**Complete the following**
(a) From the Promise for Life article, reproduce the stretch from "How many of" through "into the hundreds." with no changes.
(b) Answer these from the Promise for Life article:
(i) How many school kids were given the task?
(ii) Where were the signed statements to be mailed?
(iii) Which holiday was the sending of the cards timed for?
(c) Translate this sentence from the Promise for Life article into Spanish: "How many of the 1,600 school kids actually performed the task, nobody knows."

-- START OF Excerpt provided --

Each student was supposed to read the statement to their family members, to mothers and fathers, aunts and uncles, or any of the other adult members of the family.

"The idea was to send the cards out just in time for Thanksgiving when we knew that there would be family members over," said Town Administrator Anthony Iacono, who along with about a dozen other Secaucus residents is a member of the Alliance.

The program, called "Promise for Life," was designed to get these kids to get their parents to be concerned about drug use. The message on the cards read:

"I (Bill or Mary, Sophia or Jose) promise to treat life as a genuine gift. I will use very opportunity to take a positive approach to challenging issues and peer pressure that I must face on a daily basis. I know there will be days when I am faced with difficult decisions, but I realize that my promise to lead a healthy and productive life will help me make the right decision and meet these challenges. I recognize that tobacco, alcohol and illegal drugs are a threat to my mental and physical growth and will only serve to hinder my ability to be a productive person. I acknowledge that exhibiting love, kindness and respect to those with whom I interact will help make this a better society for all. Showing strength of character by thinking for myself, rather than following those who take risks, will not only help me, but may influence others and keep them from making a wrong choice, which could threaten their safety and well-being."

How many of the 1,600 school kids actually performed the task, nobody knows. But the second part of the assignment required them to mail to Town Hall the signed statement, and over the weeks and months that followed, the cards trickled in, a few a day, until the list grew into the hundreds.

"The idea was to get kids to acknowledge their own responsibility when it comes to alcohol and drug awareness," Iacono said. "We knew that these kids were going to be confronted with situations that we have no control over. This is all about awareness, that no matter when they go, kids are going to do what they want, and we can't stop them." Like most kids of other generations, kids today will go out on Friday and someone will eventually hand them a beer or a marijuana cigarette.

"We can't stop them from taking that drink or smoking that joint," Iacono said. "We can only make them aware of the consequences of their actions. We can tell them that it's bad for them to smoke marijuana, drink under the legal age or to take hard drugs. We can make them aware that what they do has consequences for themselves and for other people, and if they are aware, maybe they will make the right choices when they are confronted with peer pressure."

-- END OF Excerpt provided --
-- START OF Information given --

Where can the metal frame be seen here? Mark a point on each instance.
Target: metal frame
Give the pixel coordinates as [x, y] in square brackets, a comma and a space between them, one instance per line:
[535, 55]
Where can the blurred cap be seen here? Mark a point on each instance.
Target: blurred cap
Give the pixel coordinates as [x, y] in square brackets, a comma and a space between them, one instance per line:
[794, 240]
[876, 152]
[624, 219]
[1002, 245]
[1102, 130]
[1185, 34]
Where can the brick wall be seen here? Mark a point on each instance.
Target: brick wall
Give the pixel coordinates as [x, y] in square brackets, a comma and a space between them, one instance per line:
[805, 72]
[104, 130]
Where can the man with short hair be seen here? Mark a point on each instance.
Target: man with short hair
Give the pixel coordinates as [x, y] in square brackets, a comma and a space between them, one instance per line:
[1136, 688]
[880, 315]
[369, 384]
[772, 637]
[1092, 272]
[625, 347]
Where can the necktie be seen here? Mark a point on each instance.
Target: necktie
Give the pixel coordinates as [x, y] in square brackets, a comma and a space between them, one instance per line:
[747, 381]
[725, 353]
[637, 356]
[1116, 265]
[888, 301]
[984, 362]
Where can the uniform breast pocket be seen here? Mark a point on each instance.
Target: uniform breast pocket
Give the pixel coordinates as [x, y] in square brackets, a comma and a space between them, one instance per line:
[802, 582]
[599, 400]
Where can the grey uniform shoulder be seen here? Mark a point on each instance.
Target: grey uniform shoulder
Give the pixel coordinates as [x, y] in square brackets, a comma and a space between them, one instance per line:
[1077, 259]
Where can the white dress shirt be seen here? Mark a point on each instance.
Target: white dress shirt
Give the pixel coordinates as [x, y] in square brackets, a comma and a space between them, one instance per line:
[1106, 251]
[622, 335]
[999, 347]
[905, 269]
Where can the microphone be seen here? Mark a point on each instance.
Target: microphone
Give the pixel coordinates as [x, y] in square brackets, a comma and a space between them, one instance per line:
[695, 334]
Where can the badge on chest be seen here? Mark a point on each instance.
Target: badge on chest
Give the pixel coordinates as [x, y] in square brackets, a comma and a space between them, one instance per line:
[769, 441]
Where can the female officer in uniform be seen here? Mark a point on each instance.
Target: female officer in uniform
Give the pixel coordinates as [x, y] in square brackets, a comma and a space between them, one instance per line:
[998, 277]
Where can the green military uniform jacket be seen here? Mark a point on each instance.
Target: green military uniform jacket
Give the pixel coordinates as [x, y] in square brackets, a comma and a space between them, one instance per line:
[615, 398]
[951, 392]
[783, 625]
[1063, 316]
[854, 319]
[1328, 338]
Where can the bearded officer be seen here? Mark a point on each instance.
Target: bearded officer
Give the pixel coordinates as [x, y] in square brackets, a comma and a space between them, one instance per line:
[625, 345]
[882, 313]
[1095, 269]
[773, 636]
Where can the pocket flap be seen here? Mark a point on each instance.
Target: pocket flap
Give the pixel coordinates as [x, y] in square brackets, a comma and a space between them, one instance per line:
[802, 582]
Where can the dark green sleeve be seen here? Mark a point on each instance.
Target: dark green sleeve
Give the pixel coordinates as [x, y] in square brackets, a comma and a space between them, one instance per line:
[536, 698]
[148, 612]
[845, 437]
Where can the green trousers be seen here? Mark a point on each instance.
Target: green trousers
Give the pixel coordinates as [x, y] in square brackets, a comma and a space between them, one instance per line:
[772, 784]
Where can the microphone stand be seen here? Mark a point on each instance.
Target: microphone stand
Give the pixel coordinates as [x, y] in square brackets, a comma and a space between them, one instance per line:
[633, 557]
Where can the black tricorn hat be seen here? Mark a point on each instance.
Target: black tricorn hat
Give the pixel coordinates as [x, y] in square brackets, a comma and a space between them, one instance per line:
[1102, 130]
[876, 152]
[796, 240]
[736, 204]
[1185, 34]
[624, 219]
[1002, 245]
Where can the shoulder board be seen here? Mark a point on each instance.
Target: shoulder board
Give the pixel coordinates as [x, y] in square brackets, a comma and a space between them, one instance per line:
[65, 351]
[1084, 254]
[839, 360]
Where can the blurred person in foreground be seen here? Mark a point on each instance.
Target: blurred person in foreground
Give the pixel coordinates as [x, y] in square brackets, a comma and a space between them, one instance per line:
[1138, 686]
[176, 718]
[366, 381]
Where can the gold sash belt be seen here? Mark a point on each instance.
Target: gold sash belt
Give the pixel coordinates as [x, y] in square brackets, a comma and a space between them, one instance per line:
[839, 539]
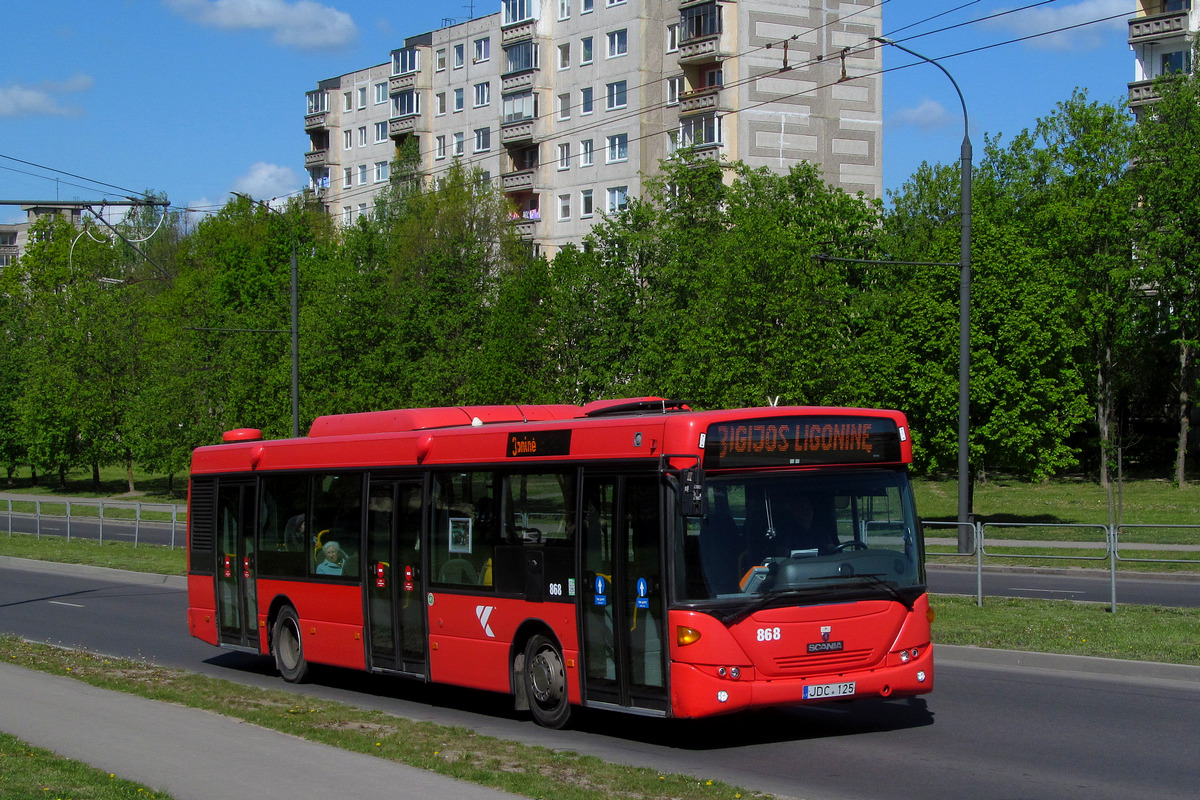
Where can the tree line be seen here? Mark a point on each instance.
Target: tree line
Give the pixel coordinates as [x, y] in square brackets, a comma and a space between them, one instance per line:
[723, 284]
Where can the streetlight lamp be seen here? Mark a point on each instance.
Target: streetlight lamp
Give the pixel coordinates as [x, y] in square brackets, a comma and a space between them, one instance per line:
[965, 542]
[295, 313]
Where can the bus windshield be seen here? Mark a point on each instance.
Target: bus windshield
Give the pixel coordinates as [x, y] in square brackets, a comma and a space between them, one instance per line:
[811, 536]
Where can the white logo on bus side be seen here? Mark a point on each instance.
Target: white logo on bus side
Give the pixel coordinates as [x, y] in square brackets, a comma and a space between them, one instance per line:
[485, 613]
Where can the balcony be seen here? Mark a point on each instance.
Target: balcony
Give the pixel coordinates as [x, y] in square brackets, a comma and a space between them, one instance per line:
[1158, 26]
[697, 50]
[516, 132]
[517, 80]
[318, 158]
[519, 31]
[397, 84]
[400, 126]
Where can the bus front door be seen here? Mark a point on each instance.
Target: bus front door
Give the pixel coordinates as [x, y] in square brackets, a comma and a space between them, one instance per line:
[623, 609]
[237, 570]
[395, 606]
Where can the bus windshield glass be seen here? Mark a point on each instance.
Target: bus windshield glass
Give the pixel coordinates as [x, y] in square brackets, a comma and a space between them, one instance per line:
[811, 536]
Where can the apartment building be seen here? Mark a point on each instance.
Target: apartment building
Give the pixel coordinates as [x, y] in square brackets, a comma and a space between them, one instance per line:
[569, 104]
[1161, 35]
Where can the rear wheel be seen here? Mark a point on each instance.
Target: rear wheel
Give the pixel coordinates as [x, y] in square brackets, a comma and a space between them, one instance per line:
[287, 647]
[545, 683]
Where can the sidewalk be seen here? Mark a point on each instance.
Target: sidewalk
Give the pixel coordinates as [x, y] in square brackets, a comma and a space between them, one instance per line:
[201, 756]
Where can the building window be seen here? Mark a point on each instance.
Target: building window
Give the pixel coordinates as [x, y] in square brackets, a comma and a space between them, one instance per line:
[618, 42]
[521, 58]
[407, 103]
[699, 22]
[675, 88]
[618, 148]
[618, 198]
[406, 60]
[520, 107]
[616, 95]
[318, 102]
[517, 11]
[483, 94]
[701, 130]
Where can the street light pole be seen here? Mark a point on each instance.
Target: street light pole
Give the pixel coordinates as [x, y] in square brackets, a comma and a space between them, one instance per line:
[965, 537]
[295, 317]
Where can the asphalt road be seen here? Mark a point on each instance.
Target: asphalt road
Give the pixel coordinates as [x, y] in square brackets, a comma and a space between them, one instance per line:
[994, 727]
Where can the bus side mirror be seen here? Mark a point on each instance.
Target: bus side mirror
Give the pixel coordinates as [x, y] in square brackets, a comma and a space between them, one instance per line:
[691, 492]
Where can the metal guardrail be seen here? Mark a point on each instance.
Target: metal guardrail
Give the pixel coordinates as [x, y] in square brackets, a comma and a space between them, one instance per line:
[1104, 545]
[178, 515]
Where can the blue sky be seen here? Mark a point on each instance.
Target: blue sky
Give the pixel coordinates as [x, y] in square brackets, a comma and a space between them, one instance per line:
[198, 98]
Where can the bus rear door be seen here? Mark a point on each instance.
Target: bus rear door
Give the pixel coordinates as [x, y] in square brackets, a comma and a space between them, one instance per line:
[623, 620]
[395, 608]
[235, 569]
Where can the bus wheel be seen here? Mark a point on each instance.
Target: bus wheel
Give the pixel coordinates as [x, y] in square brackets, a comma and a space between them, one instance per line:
[545, 681]
[287, 648]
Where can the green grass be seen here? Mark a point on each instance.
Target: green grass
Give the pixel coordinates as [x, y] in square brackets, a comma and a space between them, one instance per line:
[457, 752]
[33, 774]
[114, 555]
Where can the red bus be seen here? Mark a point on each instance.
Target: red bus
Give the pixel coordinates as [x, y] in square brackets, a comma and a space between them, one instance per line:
[625, 554]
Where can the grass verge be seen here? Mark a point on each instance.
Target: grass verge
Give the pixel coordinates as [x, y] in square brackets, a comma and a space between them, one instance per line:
[457, 752]
[33, 774]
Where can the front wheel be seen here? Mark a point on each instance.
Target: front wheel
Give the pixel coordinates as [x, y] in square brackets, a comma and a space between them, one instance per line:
[287, 648]
[545, 683]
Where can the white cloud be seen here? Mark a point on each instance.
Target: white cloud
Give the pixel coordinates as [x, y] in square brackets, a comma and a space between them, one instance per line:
[1053, 17]
[268, 181]
[303, 24]
[930, 115]
[41, 100]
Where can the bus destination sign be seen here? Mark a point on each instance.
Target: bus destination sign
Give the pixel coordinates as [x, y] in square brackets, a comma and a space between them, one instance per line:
[537, 444]
[798, 441]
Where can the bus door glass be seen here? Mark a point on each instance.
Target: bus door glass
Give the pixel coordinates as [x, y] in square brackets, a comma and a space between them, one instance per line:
[395, 609]
[237, 569]
[622, 593]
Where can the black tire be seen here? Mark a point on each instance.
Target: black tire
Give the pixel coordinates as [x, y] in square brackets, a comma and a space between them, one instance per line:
[287, 647]
[545, 683]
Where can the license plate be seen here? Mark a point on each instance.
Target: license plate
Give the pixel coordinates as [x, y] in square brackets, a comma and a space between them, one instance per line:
[820, 691]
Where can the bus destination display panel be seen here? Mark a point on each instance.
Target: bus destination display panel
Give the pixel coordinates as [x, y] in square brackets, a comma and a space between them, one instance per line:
[802, 441]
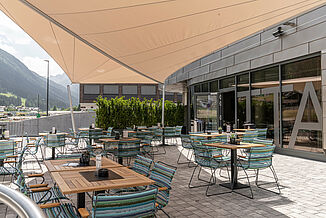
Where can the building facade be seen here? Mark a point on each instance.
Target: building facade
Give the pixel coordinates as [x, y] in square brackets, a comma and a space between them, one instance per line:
[276, 81]
[89, 93]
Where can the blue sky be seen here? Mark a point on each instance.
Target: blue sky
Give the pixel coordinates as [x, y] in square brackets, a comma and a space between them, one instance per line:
[16, 42]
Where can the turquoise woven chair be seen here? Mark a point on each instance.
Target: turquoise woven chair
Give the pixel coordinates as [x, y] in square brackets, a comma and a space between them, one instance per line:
[262, 133]
[186, 143]
[146, 146]
[211, 158]
[128, 149]
[249, 136]
[39, 193]
[169, 133]
[259, 158]
[263, 141]
[65, 210]
[8, 158]
[136, 204]
[109, 131]
[178, 130]
[32, 149]
[96, 134]
[162, 174]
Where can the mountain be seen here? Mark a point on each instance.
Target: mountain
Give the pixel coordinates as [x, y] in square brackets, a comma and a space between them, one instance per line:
[64, 80]
[17, 80]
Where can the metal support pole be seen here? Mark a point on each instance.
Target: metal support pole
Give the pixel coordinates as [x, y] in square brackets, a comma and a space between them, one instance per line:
[163, 102]
[47, 88]
[71, 111]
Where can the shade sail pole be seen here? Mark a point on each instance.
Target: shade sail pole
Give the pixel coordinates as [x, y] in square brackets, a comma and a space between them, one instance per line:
[46, 16]
[71, 111]
[163, 104]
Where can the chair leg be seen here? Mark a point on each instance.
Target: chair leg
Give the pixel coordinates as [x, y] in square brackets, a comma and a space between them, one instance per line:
[275, 178]
[165, 212]
[213, 176]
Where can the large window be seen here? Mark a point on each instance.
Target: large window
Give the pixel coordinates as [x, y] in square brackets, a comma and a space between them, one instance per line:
[227, 82]
[207, 110]
[298, 105]
[243, 82]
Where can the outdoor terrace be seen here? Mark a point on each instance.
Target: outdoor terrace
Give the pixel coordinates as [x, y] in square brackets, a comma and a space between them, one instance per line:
[301, 181]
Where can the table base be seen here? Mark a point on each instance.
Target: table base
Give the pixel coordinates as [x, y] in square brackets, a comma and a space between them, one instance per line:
[236, 186]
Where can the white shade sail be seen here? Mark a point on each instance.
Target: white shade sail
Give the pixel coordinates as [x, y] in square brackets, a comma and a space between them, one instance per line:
[142, 41]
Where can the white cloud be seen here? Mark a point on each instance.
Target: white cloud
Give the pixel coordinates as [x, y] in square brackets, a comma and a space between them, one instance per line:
[39, 66]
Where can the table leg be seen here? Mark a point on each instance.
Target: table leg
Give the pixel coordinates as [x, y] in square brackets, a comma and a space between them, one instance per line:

-- END OF Information given --

**Problem solutions**
(a)
How many of the 1,600 school kids actually performed the task, nobody knows. But the second part of the assignment required them to mail to Town Hall the signed statement, and over the weeks and months that followed, the cards trickled in, a few a day, until the list grew into the hundreds.

(b)
(i) 1,600
(ii) Town Hall
(iii) Thanksgiving

(c) Nadie sabe cuántos de los 1600 escolares realizaron realmente la tarea.